Data excerpts start

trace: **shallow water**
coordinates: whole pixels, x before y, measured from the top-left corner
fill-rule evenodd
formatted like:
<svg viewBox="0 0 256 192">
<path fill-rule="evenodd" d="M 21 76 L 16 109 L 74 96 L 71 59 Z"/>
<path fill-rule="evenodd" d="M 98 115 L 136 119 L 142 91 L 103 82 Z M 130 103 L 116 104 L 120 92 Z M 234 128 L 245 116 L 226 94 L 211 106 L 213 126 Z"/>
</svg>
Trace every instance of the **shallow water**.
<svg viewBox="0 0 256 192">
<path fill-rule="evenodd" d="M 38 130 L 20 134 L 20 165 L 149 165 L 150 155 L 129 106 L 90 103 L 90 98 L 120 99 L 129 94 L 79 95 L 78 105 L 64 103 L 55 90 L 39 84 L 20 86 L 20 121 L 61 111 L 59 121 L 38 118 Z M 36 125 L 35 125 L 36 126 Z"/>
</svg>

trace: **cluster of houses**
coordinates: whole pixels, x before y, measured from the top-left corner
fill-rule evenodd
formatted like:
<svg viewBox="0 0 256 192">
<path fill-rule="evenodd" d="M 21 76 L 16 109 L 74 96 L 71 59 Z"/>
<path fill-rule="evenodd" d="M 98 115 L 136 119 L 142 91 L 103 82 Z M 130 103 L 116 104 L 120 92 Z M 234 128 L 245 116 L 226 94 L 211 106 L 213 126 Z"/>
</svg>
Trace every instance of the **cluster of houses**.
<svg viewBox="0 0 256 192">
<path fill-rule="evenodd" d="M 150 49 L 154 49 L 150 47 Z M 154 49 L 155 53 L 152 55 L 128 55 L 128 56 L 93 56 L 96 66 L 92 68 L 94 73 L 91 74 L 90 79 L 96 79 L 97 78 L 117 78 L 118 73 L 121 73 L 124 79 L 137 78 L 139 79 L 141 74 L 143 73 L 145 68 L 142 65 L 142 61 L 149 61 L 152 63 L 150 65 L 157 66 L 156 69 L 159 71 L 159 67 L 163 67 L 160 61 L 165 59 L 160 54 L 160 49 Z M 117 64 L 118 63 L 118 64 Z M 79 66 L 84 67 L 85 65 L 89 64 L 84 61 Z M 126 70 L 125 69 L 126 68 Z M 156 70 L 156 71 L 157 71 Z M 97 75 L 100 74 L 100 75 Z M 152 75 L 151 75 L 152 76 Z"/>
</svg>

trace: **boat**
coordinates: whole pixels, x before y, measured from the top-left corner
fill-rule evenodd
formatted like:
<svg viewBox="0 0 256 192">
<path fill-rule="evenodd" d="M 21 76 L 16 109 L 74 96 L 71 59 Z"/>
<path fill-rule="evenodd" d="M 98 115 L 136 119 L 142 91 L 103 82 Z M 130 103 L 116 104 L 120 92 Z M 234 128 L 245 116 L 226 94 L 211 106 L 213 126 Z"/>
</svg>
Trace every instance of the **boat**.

Data excerpts end

» **Given exercise**
Put every line of the data above into a Markdown table with the columns Row and Text, numbering the rows in order and skipping blank lines.

» **Final answer**
| Row | Text |
|---|---|
| 1 | trace: **shallow water** |
| 2 | coordinates: whole pixels, x before y, measured from the top-left corner |
| 3 | fill-rule evenodd |
| 4 | formatted like: |
| 5 | <svg viewBox="0 0 256 192"> |
| 6 | <path fill-rule="evenodd" d="M 21 76 L 16 109 L 74 96 L 71 59 Z"/> |
| 7 | <path fill-rule="evenodd" d="M 98 115 L 136 119 L 142 91 L 103 82 Z M 130 103 L 116 104 L 120 92 Z M 234 128 L 245 116 L 226 94 L 211 106 L 213 126 Z"/> |
| 8 | </svg> |
| 9 | Trace every instance of the **shallow water**. |
| 10 | <svg viewBox="0 0 256 192"> |
| 11 | <path fill-rule="evenodd" d="M 38 130 L 20 134 L 20 165 L 149 165 L 150 155 L 129 106 L 90 103 L 90 98 L 120 99 L 129 94 L 79 95 L 78 105 L 64 103 L 55 90 L 39 84 L 20 86 L 20 121 L 61 111 L 59 121 L 38 118 Z M 36 125 L 35 125 L 36 126 Z"/> |
| 12 | </svg> |
| 13 | trace: **cluster of houses** |
| 14 | coordinates: whole pixels, x before y, measured from the top-left corner |
| 15 | fill-rule evenodd |
| 16 | formatted like: |
| 17 | <svg viewBox="0 0 256 192"> |
| 18 | <path fill-rule="evenodd" d="M 21 76 L 16 109 L 74 96 L 71 59 Z"/> |
| 19 | <path fill-rule="evenodd" d="M 98 115 L 136 119 L 142 91 L 103 82 Z M 130 103 L 116 104 L 120 92 Z M 234 128 L 245 116 L 226 94 L 211 106 L 213 126 Z"/> |
| 20 | </svg> |
| 21 | Trace every instance of the **cluster of houses**. |
| 22 | <svg viewBox="0 0 256 192"> |
| 23 | <path fill-rule="evenodd" d="M 150 49 L 154 49 L 150 47 Z M 154 49 L 155 53 L 152 55 L 128 55 L 128 56 L 93 56 L 96 66 L 92 68 L 94 73 L 91 74 L 90 79 L 96 79 L 97 78 L 117 78 L 118 73 L 121 73 L 124 79 L 137 78 L 139 79 L 141 74 L 143 73 L 145 68 L 142 65 L 142 61 L 149 61 L 152 63 L 150 65 L 157 66 L 156 69 L 159 71 L 159 67 L 163 67 L 160 61 L 165 59 L 160 54 L 160 49 Z M 117 64 L 118 63 L 118 64 Z M 79 66 L 84 67 L 85 65 L 89 64 L 84 61 Z M 126 70 L 125 69 L 126 68 Z M 156 70 L 156 71 L 157 71 Z M 97 75 L 100 74 L 100 75 Z M 152 75 L 151 75 L 152 76 Z"/> |
| 24 | </svg> |
| 25 | trace: **boat** |
| 26 | coordinates: whole pixels, x before y, measured from the top-left corner |
| 27 | fill-rule evenodd |
| 28 | formatted like: |
| 29 | <svg viewBox="0 0 256 192"> |
| 30 | <path fill-rule="evenodd" d="M 21 76 L 16 109 L 74 96 L 71 59 Z"/> |
| 31 | <path fill-rule="evenodd" d="M 98 115 L 136 119 L 142 91 L 103 82 Z M 130 103 L 116 104 L 120 92 Z M 234 128 L 245 116 L 226 94 L 211 106 L 213 126 Z"/> |
| 32 | </svg> |
| 33 | Trace every instance of the **boat**. |